CHALLENGES:
1. In the Construction News article, list every date that includes a day of the month. Give each distinct date once, in the form where it first appears.
2. Reproduce word for word the part of the Construction News article from "Regulation 8(2) of" to "fairness and transparency.".

SELECTED PASSAGE:
....................
Construction News

Fri September 24 2021

Related Information

Challenges to public contracts under the European threshold.

11 May 10 Clackmannshire Council, advertised contract worth £2.5m for replacement of kitchens and bathrooms in council houses in Alloa and Tillicoultry.

Clackmannshire Council, advertised contract worth £2.5m for replacement of kitchens and bathrooms in council houses in Alloa and Tillicoultry. The value of the contract was below the threshold applicable at the time to the advertisement of public tenders.

Regulation 8(2) of the Public Contracts (Scotland) Regulations 2006 provides that where an authority wishes to advertise a contract below the threshold value, or which is otherwise exempt from the public procurement regulations, the authority must ensure that the contract is advertised in such a way as to facilitate open competition and ensure fairness and transparency.

The contract was published on the Public Contracts Scotland website, and informed tenderers that it was to be awarded under the restricted procedure. On 19 June 2009, Pyramid Joinery’s tender was accepted. Sidey was not, however, informed until 29 June during a conversation between its commercial sales manager and a council officer. The council explained that it had sent a fax to Sidey on 19 June, but it had been sent to the wrong number. The council wrote to Pyramid accepting their offer, but did not inform Sidey that they had done so.

On 3 July, Sidey wrote to the council seeking to appeal the decision, alleging that there had been errors in the evaluation of the tenders. The council suspended the contract process. In August, a council officer informed Sidey that it considered their complaint to be well founded, and that he was going to propose that they be awarded the contract. Following a review, the council found an error in the evaluation process which made Sidey’s tender the most economically advantageous.
....................
DATASET EXTRACT:
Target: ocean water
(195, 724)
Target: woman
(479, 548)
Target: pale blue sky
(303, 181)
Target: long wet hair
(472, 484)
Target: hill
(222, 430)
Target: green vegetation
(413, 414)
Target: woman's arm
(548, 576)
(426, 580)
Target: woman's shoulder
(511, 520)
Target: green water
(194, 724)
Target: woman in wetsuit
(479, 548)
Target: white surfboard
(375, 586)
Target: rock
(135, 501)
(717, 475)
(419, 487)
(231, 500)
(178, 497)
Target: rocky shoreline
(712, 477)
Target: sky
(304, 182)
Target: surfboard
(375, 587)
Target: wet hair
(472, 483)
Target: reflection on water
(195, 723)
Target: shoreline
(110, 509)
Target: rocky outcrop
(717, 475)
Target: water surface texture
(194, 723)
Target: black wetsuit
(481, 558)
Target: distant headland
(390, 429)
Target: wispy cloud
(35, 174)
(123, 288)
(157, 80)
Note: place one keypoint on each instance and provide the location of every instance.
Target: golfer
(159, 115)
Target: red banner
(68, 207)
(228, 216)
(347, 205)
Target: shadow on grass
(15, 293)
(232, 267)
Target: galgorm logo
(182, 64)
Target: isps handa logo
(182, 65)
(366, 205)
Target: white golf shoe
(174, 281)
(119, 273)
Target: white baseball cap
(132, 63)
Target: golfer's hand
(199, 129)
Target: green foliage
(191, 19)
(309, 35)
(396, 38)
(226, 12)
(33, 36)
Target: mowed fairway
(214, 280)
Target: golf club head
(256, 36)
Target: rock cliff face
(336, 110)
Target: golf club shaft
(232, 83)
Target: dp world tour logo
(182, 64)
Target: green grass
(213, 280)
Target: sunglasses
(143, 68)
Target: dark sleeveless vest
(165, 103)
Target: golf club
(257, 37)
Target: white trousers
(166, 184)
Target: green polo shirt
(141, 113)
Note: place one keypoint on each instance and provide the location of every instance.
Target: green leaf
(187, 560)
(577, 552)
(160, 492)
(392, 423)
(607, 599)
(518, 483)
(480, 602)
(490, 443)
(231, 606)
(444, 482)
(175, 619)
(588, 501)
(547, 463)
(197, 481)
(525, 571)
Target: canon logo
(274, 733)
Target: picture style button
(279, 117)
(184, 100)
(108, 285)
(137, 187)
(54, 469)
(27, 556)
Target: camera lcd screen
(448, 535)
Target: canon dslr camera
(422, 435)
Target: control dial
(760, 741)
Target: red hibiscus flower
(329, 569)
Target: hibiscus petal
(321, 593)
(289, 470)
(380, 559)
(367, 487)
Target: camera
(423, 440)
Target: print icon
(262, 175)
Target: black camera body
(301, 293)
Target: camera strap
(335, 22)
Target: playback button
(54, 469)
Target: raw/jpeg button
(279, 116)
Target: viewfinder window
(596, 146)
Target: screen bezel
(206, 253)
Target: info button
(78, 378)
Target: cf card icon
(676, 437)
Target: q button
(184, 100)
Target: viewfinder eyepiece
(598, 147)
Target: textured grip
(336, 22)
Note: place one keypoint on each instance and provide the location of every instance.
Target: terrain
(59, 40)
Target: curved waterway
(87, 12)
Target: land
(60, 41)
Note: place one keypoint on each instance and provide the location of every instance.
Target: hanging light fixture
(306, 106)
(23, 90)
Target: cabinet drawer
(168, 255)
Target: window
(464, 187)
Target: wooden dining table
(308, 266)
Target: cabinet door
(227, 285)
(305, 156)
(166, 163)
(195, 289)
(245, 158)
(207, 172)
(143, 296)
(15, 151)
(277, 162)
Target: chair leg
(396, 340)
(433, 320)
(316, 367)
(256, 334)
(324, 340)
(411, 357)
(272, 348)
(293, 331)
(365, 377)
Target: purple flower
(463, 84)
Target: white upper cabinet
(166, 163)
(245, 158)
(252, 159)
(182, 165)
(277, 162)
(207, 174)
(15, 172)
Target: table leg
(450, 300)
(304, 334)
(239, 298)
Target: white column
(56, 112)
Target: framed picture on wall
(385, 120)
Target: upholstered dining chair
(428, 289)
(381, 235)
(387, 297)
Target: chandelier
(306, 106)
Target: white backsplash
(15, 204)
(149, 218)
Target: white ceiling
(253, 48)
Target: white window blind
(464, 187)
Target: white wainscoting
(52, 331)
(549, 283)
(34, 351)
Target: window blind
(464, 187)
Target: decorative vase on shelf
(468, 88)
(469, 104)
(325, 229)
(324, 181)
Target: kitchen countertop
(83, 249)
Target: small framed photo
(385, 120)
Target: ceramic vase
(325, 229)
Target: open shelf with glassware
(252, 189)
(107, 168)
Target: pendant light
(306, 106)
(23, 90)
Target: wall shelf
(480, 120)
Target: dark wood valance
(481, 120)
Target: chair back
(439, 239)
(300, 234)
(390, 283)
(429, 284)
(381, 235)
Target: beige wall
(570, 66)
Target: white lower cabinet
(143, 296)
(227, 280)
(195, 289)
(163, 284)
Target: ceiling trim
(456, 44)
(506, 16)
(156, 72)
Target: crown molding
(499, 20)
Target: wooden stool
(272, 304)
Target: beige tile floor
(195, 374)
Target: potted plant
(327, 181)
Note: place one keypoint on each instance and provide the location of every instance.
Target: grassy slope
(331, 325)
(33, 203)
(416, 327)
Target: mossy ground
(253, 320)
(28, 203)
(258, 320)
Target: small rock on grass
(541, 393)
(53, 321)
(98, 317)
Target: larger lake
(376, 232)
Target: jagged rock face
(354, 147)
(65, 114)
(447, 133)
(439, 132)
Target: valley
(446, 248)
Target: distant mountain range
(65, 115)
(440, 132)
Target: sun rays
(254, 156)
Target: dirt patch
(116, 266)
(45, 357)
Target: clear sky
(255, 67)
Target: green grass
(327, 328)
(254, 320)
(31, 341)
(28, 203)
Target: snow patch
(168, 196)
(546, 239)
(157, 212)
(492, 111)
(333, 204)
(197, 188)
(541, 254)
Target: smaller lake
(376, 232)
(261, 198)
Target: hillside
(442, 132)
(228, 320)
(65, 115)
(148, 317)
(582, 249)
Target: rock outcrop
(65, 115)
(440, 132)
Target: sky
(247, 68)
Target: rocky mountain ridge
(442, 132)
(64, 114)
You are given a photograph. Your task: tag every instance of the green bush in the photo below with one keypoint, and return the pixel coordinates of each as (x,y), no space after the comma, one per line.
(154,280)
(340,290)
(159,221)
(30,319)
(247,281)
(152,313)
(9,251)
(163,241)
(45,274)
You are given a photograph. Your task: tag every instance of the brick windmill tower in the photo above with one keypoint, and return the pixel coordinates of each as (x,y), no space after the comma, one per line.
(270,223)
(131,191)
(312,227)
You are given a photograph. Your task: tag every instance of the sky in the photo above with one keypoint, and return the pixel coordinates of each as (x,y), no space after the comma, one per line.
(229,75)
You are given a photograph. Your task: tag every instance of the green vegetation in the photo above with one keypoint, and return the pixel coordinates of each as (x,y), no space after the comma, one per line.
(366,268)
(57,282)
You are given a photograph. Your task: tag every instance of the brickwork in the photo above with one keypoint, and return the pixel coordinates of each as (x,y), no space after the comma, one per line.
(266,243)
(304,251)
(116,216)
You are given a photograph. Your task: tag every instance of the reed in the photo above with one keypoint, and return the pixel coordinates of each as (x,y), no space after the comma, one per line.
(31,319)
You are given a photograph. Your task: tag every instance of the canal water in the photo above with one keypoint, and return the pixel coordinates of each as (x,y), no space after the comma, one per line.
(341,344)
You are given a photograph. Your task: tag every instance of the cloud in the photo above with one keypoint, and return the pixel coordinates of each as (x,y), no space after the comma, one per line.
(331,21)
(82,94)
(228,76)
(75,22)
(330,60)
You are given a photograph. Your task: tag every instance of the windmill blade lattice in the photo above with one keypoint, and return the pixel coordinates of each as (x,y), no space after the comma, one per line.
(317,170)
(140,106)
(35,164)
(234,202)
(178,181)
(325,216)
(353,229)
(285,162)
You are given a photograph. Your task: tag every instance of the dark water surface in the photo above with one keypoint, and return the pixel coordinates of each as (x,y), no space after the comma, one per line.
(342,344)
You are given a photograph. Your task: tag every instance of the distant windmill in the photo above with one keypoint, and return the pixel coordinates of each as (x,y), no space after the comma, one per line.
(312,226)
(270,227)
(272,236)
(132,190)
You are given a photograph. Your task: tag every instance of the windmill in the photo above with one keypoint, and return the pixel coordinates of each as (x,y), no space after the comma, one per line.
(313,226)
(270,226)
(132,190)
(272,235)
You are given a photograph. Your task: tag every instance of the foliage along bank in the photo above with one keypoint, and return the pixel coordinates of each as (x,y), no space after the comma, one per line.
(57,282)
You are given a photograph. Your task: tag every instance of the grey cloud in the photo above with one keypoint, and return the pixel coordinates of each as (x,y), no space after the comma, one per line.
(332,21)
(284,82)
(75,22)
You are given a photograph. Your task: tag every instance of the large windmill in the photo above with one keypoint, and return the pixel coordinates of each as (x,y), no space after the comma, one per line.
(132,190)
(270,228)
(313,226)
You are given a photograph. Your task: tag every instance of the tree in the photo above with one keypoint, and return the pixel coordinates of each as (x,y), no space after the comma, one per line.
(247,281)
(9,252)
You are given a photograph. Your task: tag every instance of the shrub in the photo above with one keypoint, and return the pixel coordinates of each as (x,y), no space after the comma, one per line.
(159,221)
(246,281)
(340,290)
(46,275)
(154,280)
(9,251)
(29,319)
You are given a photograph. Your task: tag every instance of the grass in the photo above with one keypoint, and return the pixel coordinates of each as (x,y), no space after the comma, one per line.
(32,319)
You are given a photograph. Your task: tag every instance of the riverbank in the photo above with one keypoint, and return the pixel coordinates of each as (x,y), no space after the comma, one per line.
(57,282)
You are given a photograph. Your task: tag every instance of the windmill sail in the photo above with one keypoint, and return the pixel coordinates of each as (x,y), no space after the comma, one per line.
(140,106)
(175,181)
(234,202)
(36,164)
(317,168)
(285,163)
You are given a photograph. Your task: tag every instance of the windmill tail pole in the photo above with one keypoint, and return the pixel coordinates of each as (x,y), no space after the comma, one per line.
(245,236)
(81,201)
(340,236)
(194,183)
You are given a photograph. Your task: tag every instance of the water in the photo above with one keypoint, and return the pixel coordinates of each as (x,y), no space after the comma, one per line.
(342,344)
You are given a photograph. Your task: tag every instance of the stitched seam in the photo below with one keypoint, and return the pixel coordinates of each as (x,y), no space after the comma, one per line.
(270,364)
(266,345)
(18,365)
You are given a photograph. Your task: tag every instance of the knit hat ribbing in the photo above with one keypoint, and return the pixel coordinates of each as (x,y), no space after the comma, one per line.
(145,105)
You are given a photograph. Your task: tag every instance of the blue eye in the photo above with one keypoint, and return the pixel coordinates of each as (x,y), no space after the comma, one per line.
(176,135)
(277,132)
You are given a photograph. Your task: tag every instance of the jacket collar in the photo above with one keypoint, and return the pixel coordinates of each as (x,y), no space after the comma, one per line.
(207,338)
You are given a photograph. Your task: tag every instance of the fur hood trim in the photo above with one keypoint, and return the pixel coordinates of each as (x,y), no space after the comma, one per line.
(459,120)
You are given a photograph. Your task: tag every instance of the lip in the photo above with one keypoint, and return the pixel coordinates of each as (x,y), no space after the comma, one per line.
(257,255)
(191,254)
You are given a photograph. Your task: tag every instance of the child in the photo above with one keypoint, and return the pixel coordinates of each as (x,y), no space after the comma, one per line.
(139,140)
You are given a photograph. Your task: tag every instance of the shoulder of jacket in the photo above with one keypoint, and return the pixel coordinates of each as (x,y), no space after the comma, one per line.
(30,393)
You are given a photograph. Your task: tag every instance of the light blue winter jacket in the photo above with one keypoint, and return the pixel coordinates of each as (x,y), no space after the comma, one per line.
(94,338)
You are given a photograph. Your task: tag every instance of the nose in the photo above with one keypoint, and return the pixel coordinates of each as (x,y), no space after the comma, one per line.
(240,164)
....................
THE REPLIES:
1.
- Fri September 24 2021
- 11 May 10
- 19 June 2009
- 29 June
- 3 July

2.
Regulation 8(2) of the Public Contracts (Scotland) Regulations 2006 provides that where an authority wishes to advertise a contract below the threshold value, or which is otherwise exempt from the public procurement regulations, the authority must ensure that the contract is advertised in such a way as to facilitate open competition and ensure fairness and transparency.